(Excerpts from a location annotation dataset)

╭──

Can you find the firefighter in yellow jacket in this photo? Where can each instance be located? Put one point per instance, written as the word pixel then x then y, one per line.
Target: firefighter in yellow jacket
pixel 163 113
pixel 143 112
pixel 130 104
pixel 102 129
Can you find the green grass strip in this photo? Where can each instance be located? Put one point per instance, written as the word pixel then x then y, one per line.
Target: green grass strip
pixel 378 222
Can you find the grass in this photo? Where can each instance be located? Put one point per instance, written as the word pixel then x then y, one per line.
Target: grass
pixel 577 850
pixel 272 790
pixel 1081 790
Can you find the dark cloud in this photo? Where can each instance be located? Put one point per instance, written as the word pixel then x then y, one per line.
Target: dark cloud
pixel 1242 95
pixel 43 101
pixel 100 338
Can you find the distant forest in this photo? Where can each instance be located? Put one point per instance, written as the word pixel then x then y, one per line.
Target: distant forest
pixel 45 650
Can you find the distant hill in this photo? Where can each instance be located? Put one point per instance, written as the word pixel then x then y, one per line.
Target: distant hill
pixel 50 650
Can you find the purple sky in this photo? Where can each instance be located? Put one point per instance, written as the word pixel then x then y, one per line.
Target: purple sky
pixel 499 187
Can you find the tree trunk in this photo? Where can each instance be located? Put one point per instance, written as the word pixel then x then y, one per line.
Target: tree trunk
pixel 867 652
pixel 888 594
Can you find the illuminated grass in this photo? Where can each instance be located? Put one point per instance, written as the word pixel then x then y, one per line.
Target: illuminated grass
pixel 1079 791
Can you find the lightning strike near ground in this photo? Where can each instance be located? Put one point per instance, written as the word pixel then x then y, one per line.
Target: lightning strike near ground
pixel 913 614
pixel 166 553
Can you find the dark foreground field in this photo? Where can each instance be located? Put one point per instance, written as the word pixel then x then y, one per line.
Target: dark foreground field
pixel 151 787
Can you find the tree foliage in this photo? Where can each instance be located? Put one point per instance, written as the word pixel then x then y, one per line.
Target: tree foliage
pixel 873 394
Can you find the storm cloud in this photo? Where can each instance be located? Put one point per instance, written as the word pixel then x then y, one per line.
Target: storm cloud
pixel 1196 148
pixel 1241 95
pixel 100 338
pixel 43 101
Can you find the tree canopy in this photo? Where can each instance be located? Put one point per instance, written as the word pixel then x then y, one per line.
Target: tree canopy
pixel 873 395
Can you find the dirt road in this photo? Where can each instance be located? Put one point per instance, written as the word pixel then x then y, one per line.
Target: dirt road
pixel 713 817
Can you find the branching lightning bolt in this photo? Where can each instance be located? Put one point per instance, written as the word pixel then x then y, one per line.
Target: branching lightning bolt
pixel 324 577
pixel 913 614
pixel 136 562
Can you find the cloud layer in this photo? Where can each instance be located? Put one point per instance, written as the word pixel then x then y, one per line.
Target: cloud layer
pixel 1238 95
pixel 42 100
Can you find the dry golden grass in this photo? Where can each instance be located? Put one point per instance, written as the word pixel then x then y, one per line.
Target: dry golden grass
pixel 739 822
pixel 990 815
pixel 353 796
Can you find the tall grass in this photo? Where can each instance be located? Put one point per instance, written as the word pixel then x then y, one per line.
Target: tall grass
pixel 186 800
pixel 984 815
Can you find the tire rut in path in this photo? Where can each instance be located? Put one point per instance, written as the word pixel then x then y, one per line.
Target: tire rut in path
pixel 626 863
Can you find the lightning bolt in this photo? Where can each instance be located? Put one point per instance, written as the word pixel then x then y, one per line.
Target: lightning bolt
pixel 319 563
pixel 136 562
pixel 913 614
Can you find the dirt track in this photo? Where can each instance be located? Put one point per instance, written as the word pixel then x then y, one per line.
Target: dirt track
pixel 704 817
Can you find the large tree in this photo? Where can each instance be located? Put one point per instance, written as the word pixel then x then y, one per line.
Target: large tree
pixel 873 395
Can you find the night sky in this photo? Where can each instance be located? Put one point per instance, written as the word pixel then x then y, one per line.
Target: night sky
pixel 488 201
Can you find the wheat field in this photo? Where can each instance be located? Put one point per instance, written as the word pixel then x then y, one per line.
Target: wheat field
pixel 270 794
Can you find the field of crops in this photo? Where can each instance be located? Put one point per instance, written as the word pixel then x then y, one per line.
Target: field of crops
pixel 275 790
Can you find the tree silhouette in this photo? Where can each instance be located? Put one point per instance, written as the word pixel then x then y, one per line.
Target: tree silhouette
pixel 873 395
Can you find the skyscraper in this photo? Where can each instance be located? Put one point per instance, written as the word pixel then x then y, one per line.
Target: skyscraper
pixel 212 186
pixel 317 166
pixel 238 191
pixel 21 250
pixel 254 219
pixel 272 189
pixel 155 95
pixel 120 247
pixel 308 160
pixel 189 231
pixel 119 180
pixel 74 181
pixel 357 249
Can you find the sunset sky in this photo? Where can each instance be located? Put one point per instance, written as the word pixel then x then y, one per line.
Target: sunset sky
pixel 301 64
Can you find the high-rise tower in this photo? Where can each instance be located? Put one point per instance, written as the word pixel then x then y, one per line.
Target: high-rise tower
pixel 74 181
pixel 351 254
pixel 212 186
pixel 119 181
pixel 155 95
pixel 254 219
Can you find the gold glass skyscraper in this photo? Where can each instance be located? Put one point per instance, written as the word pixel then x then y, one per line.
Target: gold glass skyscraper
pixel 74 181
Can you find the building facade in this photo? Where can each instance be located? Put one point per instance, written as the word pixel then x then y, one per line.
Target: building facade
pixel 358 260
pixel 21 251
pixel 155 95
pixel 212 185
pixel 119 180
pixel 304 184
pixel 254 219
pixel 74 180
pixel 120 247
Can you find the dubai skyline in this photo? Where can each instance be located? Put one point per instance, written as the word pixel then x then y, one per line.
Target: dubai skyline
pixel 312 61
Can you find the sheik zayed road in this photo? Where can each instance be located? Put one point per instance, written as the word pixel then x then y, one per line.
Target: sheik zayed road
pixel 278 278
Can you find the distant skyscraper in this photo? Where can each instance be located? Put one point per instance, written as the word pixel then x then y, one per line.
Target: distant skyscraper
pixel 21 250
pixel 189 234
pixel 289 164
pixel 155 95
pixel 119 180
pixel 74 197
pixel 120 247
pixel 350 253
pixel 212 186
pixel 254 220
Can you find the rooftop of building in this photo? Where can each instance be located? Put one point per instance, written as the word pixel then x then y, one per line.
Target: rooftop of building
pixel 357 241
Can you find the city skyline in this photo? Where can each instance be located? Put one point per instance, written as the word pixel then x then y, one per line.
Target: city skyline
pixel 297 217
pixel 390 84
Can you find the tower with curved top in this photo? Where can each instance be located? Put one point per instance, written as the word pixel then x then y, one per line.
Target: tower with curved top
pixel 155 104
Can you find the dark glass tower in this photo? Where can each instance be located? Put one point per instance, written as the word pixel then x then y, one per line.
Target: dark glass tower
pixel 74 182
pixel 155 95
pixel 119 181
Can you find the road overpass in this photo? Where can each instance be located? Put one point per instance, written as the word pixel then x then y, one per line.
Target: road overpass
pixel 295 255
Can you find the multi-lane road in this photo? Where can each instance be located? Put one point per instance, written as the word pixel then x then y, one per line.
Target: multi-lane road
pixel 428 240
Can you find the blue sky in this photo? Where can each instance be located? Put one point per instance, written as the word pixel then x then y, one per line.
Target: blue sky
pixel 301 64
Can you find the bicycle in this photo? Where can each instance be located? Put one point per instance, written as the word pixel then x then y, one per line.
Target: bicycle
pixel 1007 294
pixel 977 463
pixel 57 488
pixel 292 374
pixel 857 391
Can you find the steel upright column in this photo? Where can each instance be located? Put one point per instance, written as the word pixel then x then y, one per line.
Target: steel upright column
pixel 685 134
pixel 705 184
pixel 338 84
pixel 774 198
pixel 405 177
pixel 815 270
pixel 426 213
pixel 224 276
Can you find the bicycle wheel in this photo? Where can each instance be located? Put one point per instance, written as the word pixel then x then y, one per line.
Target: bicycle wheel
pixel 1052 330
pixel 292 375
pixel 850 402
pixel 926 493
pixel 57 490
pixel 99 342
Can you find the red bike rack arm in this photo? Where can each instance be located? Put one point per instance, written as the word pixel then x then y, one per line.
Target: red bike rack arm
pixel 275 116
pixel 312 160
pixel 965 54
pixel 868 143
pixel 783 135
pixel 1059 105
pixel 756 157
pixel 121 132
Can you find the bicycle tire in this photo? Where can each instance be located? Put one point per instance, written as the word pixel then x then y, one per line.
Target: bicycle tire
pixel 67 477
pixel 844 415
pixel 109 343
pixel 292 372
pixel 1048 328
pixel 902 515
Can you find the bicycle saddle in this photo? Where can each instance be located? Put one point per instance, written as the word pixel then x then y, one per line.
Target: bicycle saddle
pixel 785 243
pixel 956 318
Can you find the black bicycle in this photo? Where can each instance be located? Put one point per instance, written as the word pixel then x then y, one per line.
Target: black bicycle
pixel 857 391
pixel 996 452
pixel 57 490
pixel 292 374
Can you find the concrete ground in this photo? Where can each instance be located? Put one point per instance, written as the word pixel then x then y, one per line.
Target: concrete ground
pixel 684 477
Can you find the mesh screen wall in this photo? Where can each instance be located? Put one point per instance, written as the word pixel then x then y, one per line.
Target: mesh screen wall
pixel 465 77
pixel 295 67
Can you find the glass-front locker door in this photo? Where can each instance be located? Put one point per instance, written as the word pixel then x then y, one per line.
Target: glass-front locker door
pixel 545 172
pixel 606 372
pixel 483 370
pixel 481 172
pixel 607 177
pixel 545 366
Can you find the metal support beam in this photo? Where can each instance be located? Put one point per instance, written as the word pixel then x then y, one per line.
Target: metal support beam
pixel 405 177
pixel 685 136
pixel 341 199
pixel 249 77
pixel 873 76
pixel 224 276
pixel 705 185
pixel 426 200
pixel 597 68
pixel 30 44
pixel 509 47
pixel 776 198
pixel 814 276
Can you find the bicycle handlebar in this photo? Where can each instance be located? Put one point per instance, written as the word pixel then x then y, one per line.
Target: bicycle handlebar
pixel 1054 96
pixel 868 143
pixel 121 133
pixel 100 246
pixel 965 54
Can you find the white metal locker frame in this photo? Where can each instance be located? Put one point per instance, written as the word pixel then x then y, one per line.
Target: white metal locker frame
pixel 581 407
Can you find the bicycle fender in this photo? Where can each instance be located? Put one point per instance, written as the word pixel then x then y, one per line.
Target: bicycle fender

╰──

▸ **Your goal**:
Copy out the lines above, from the very first one through the line containing "pixel 102 129".

▸ **Output of the exercise**:
Can you find the firefighter in yellow jacket in this photo? Where can each instance be located? Put one point per instance, written as the word pixel then x then y, one per line.
Target: firefighter in yellow jacket
pixel 163 113
pixel 143 112
pixel 130 104
pixel 102 129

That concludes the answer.